WRITTEN INSTRUCTION: In your copy, repeat the records exactly and leave out the pictures.

^^^^

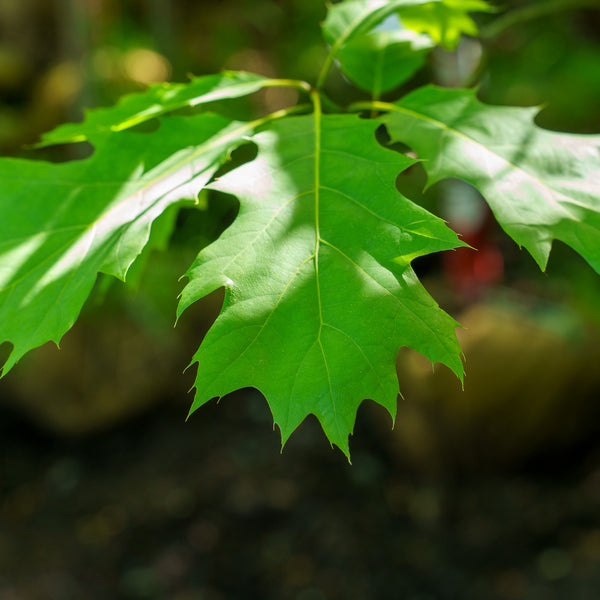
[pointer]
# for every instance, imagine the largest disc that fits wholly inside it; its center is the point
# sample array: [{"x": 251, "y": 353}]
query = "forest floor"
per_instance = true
[{"x": 210, "y": 510}]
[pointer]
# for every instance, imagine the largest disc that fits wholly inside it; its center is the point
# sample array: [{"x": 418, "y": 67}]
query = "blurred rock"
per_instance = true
[{"x": 528, "y": 388}]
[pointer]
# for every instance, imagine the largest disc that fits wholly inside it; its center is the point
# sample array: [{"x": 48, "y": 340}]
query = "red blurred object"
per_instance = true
[{"x": 472, "y": 271}]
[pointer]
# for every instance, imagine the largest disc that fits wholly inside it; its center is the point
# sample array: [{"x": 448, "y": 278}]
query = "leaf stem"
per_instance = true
[
  {"x": 530, "y": 13},
  {"x": 303, "y": 86},
  {"x": 316, "y": 99}
]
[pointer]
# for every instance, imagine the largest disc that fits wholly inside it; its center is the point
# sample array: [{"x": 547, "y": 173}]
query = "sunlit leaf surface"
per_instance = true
[
  {"x": 541, "y": 185},
  {"x": 320, "y": 294}
]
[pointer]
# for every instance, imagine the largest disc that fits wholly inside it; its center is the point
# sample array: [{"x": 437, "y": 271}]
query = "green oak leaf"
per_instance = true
[
  {"x": 157, "y": 100},
  {"x": 541, "y": 185},
  {"x": 64, "y": 223},
  {"x": 320, "y": 294}
]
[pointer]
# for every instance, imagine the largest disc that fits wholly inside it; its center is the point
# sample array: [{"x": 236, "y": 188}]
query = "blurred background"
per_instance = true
[{"x": 488, "y": 493}]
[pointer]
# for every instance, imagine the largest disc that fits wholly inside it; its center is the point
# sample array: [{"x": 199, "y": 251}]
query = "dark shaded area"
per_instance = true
[{"x": 209, "y": 509}]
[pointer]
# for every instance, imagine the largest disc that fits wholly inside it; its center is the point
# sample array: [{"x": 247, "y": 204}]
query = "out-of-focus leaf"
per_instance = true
[
  {"x": 445, "y": 21},
  {"x": 384, "y": 58}
]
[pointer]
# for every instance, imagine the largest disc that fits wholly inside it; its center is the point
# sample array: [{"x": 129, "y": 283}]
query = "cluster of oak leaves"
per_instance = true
[{"x": 320, "y": 293}]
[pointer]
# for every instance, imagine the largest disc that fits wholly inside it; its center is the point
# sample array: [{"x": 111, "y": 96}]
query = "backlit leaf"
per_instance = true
[
  {"x": 541, "y": 185},
  {"x": 320, "y": 294}
]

^^^^

RESULT FOR THIS EXERCISE:
[pointer]
# for every instance, imagine the largest disc that fits wholly inside it; its center is the point
# sample array: [{"x": 251, "y": 353}]
query = "forest floor"
per_instance = true
[{"x": 210, "y": 510}]
[pointer]
# for every instance, imagine the largest disc that fits wholly inside it; its center is the point
# sample array: [{"x": 418, "y": 67}]
query = "blurred rock"
per_instance = true
[{"x": 528, "y": 388}]
[pointer]
# for every instance, imagine the largest disc that fits wholly inside it; its center is the point
# sample array: [{"x": 48, "y": 340}]
query = "red blurred object"
per_instance = true
[{"x": 472, "y": 271}]
[pointer]
# for every instance, imagine the largest disc that fits wholly inside it; its center is the point
# sample array: [{"x": 448, "y": 278}]
query = "leaf stem"
per_instance = true
[
  {"x": 530, "y": 13},
  {"x": 303, "y": 86},
  {"x": 316, "y": 99}
]
[pointer]
# for every instance, imagine the largest disc that fits wholly inside it; its center is the point
# sample array: [{"x": 547, "y": 173}]
query = "sunlit leaf surface"
per_instance = true
[
  {"x": 541, "y": 185},
  {"x": 320, "y": 294}
]
[pointer]
# for every instance, imagine the largest disc that fits wholly inside it; its center is the point
# sample array: [{"x": 437, "y": 271}]
query = "green oak leaf"
per_instance = true
[
  {"x": 157, "y": 100},
  {"x": 541, "y": 185},
  {"x": 64, "y": 223},
  {"x": 320, "y": 294}
]
[pointer]
# for every instance, imagine the largest disc that fits wholly inside it; its center is the point
# sample array: [{"x": 236, "y": 188}]
query = "blurred background"
per_instance = true
[{"x": 488, "y": 493}]
[pointer]
# for every instance, imagine the largest disc that fits wholly inside it; its center is the point
# sample array: [{"x": 199, "y": 251}]
query = "dark shaded area"
per_instance = true
[{"x": 209, "y": 509}]
[pointer]
# for every instance, imagine the largest disc that fits wholly inside it; its center is the point
# sample array: [{"x": 247, "y": 204}]
query = "out-of-focus leaf"
per_instance = true
[
  {"x": 445, "y": 21},
  {"x": 384, "y": 58}
]
[pointer]
# for every instance, imagine the largest disc that fits wholly inside it; its center is the point
# sample array: [{"x": 129, "y": 283}]
query = "cluster of oak leaves"
per_instance = true
[{"x": 320, "y": 293}]
[pointer]
# for every instance, imagine the largest disc that fits wholly inside it; its center is the point
# sample array: [{"x": 111, "y": 96}]
query = "backlit leaf"
per_instance = true
[
  {"x": 541, "y": 185},
  {"x": 320, "y": 294}
]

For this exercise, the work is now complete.